------ RECORDS PROVIDED ------
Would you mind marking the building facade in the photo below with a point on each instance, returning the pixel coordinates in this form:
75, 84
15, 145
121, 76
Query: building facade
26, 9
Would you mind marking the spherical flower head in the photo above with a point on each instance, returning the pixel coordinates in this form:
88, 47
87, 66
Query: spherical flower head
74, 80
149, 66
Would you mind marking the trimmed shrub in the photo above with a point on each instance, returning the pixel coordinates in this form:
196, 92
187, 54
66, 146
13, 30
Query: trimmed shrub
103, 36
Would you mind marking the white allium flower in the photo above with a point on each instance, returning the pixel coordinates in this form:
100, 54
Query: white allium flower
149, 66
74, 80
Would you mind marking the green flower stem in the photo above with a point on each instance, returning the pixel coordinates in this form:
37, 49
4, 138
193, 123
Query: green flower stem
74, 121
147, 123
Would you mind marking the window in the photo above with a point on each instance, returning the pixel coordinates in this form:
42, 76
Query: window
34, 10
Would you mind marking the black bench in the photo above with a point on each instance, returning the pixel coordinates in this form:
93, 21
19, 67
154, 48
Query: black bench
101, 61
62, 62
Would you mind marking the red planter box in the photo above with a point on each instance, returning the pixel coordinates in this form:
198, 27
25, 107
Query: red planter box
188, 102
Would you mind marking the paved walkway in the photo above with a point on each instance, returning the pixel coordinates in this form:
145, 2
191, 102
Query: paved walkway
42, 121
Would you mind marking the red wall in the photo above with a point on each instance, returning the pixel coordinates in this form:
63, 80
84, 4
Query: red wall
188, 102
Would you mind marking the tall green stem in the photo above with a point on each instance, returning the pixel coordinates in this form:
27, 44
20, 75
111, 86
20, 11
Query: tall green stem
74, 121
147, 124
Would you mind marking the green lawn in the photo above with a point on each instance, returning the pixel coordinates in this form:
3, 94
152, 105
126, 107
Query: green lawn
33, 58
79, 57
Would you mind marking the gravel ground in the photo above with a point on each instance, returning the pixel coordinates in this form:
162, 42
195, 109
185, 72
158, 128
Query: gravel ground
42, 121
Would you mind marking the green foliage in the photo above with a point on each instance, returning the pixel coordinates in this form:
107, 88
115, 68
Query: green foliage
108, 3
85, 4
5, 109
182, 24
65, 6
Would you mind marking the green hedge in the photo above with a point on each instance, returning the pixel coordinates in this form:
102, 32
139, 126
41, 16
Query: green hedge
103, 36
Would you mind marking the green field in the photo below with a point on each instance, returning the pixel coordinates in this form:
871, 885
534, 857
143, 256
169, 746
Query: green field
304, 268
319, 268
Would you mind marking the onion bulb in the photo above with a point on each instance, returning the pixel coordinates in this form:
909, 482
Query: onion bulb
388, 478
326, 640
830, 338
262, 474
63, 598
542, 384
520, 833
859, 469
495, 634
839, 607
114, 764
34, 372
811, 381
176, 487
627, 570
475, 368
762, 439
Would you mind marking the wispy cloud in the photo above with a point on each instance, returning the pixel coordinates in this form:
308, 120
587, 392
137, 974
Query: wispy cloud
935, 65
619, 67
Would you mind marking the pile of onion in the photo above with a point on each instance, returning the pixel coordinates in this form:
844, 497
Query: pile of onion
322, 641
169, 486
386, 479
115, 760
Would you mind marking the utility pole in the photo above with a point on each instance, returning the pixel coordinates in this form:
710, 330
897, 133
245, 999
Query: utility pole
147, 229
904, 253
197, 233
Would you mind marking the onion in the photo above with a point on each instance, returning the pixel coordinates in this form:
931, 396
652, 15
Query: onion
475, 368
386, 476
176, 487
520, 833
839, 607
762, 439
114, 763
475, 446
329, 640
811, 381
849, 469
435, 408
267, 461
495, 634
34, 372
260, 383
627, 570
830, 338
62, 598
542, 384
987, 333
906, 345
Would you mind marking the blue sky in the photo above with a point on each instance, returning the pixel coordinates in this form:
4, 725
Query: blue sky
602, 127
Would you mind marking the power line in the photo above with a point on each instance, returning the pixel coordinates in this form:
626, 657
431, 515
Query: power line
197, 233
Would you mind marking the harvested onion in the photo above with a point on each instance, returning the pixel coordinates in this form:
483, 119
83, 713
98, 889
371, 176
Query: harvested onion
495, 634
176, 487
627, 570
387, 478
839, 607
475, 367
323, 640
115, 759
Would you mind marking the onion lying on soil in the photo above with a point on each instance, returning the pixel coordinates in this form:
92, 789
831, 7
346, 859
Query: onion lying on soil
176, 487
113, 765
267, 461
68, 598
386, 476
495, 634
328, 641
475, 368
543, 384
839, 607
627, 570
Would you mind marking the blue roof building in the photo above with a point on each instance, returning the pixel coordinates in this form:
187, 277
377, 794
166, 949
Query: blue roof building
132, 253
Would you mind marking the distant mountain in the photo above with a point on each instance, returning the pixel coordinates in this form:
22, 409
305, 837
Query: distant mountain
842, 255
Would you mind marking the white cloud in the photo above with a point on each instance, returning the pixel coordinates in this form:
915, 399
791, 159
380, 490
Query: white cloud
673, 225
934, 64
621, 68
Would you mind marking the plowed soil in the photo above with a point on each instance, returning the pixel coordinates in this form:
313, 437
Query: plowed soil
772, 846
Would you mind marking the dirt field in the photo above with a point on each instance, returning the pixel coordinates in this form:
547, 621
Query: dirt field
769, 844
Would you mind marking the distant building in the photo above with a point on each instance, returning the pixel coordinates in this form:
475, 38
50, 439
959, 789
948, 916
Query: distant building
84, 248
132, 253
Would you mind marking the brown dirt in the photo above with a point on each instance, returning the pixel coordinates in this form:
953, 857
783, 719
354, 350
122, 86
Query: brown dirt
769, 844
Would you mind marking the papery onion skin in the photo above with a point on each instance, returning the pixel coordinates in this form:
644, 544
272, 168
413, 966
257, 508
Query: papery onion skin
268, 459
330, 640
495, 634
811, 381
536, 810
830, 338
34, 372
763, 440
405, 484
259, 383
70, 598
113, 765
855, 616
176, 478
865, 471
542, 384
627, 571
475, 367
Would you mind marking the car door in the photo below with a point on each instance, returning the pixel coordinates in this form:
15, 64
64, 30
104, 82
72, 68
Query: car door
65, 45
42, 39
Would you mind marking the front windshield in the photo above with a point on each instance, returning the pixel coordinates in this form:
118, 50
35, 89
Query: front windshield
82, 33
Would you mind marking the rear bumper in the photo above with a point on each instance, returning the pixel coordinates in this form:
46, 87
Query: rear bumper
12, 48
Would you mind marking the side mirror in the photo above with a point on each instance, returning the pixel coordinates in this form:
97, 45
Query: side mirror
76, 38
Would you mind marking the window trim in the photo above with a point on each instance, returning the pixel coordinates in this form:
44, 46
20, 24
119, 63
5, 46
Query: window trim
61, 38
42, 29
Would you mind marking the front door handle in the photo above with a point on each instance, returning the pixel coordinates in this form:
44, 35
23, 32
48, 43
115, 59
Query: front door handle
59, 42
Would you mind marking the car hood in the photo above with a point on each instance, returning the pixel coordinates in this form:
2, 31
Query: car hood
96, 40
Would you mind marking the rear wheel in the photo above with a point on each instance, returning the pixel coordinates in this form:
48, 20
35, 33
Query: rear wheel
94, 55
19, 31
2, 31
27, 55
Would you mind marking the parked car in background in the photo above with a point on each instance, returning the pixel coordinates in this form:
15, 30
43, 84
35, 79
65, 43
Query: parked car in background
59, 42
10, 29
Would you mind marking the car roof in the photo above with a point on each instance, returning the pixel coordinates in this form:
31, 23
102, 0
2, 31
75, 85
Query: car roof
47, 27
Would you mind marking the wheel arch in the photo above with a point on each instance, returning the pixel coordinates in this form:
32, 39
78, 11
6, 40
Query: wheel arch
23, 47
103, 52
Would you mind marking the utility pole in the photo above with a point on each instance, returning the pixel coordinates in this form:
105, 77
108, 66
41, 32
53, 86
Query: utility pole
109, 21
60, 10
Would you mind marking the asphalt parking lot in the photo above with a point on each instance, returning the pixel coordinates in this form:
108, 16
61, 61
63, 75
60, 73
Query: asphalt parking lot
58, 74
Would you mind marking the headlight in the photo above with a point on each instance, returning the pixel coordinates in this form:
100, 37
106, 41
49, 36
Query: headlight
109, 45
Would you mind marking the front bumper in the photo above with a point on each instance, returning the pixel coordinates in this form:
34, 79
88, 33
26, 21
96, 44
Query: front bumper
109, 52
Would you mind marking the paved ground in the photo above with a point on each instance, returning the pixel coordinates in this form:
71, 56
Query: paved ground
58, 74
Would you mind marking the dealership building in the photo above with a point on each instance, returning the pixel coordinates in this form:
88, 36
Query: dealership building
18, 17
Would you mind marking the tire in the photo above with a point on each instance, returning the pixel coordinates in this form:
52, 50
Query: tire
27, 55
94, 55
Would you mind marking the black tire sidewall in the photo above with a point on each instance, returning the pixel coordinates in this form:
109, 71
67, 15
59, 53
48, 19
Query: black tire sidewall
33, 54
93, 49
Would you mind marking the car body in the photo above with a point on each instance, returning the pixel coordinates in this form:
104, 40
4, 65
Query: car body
------
--- TASK DETAILS ---
Repeat, character for character, the lines from the one that holds "Would you mind marking the dealership" to the final line of the material, inclusive, and no other lines.

--- RESULT ---
Would you mind marking the dealership building in the photo above with a point on each instance, returning the pixel coordinates in this form:
88, 36
Query: dealership building
18, 17
Would you mind marking the tire in the photo above with a point on each instance, returning the pixel coordinates in this form:
52, 50
Query: tire
27, 55
94, 55
Would you mind marking the black tire sidewall in the photo above with a point on each instance, returning the pixel coordinates in this form:
109, 71
67, 15
59, 53
48, 19
Query: black tire sidewall
33, 54
93, 49
Would you mind marking the car body in the photo above with a point on each instance, returning the pixel coordinates in this form:
104, 40
4, 65
Query: car body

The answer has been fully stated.